* EXERCISE: Locate the line containing "Objective — one dot per instance of the bare" in the material below. Copy that line and all following lines through the end exactly, omitting any pictures.

(Point-based annotation data)
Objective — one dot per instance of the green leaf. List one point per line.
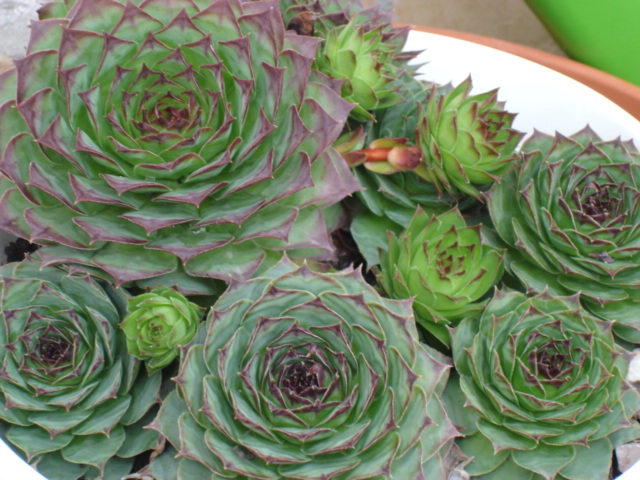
(94, 450)
(138, 438)
(590, 463)
(370, 234)
(144, 393)
(34, 441)
(546, 460)
(485, 459)
(54, 467)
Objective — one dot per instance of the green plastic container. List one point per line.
(602, 33)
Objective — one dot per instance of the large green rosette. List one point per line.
(183, 138)
(541, 392)
(571, 219)
(301, 375)
(72, 399)
(445, 265)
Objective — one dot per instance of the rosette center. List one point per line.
(303, 379)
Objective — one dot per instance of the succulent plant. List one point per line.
(308, 375)
(71, 399)
(158, 323)
(193, 140)
(467, 140)
(359, 55)
(445, 265)
(392, 189)
(571, 218)
(544, 391)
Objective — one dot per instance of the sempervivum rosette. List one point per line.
(303, 375)
(571, 216)
(156, 137)
(445, 265)
(544, 391)
(158, 323)
(467, 140)
(71, 398)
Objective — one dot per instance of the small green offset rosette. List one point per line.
(71, 398)
(159, 322)
(445, 265)
(541, 391)
(467, 139)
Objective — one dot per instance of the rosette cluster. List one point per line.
(467, 139)
(360, 57)
(571, 217)
(158, 323)
(544, 391)
(191, 136)
(308, 375)
(445, 265)
(71, 398)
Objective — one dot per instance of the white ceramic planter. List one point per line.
(544, 99)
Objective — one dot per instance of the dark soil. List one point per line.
(347, 254)
(18, 250)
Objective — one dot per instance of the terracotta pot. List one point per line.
(603, 34)
(621, 92)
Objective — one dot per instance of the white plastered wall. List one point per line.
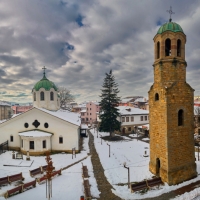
(58, 127)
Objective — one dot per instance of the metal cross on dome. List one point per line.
(170, 12)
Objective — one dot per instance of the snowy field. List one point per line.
(131, 151)
(67, 186)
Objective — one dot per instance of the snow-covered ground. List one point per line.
(67, 186)
(130, 151)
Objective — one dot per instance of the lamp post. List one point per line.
(109, 149)
(128, 174)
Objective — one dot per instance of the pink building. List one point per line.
(89, 114)
(20, 109)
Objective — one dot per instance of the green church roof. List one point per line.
(170, 26)
(45, 83)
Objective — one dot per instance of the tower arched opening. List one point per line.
(51, 96)
(179, 48)
(42, 96)
(167, 47)
(180, 117)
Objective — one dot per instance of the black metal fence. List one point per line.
(4, 147)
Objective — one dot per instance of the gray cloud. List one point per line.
(78, 41)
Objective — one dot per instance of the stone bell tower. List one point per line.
(171, 109)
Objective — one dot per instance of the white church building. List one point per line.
(44, 127)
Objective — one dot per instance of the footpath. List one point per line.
(103, 185)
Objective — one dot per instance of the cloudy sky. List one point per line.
(80, 40)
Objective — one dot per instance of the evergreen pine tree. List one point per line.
(108, 103)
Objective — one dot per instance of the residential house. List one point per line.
(89, 114)
(131, 118)
(5, 110)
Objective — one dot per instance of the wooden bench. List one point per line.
(139, 186)
(15, 190)
(4, 181)
(35, 171)
(29, 184)
(16, 177)
(154, 182)
(19, 156)
(44, 168)
(87, 189)
(56, 172)
(40, 180)
(85, 172)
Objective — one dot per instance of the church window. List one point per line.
(34, 96)
(60, 140)
(31, 145)
(46, 125)
(158, 50)
(51, 96)
(44, 144)
(26, 125)
(178, 48)
(180, 117)
(156, 97)
(42, 96)
(168, 47)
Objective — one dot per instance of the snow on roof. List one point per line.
(66, 115)
(127, 110)
(4, 104)
(35, 134)
(125, 100)
(140, 100)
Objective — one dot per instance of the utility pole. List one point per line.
(128, 174)
(109, 149)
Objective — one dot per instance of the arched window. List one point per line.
(34, 96)
(180, 117)
(158, 50)
(42, 96)
(60, 139)
(51, 96)
(156, 97)
(178, 48)
(167, 47)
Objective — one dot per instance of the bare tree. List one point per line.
(197, 118)
(65, 98)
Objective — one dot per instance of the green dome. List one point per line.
(44, 83)
(170, 26)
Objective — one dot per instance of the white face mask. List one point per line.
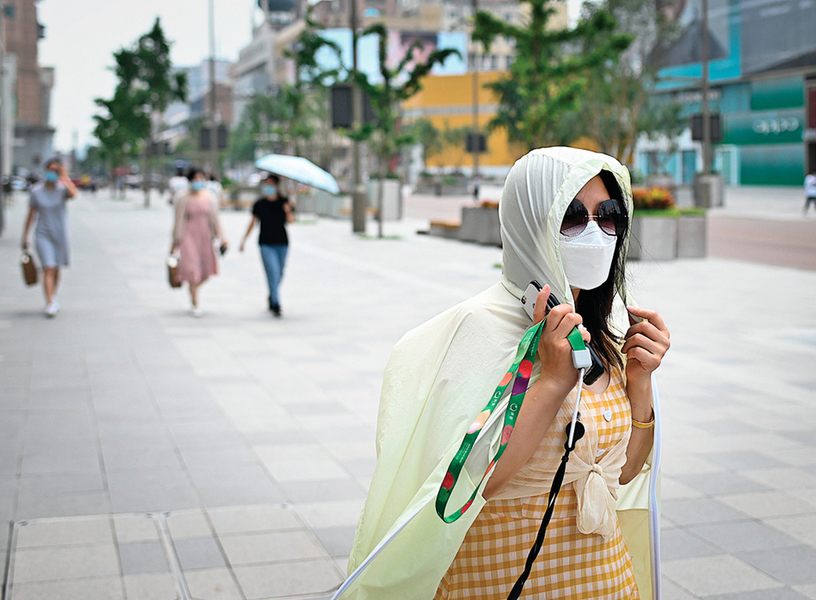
(587, 257)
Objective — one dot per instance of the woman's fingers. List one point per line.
(540, 310)
(564, 319)
(641, 341)
(651, 316)
(646, 342)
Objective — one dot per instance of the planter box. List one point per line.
(392, 198)
(480, 225)
(447, 229)
(653, 238)
(668, 237)
(692, 236)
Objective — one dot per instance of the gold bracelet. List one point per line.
(641, 424)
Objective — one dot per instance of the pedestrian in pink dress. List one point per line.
(196, 227)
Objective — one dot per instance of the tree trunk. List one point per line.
(146, 175)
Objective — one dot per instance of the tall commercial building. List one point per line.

* RESPONSE TO THIS TASK:
Objective — one dot per instance of the bare tree. List one point per line.
(197, 118)
(65, 98)
Objective — one dot per instance of the green dome. List one point per line.
(44, 83)
(170, 26)
Objective — one dot per instance of the white face mask. List one point per line.
(587, 257)
Objective — one dot per instance of the woman's fingers. List one point per line.
(540, 310)
(564, 319)
(641, 341)
(651, 316)
(646, 342)
Objective — one dot per instance of the planter box. List one point per line.
(392, 198)
(480, 225)
(447, 229)
(653, 238)
(668, 237)
(692, 236)
Objective — one dot per instance of the gold bracelet. List one point per line.
(641, 424)
Objective — one dot per instance of the pedestrian in pink dress. List one point per line.
(196, 227)
Objective — one dot per instance of the tree trunk. List one point per line.
(146, 175)
Objective — one dot per instance of the tall commercial building. List one point per line.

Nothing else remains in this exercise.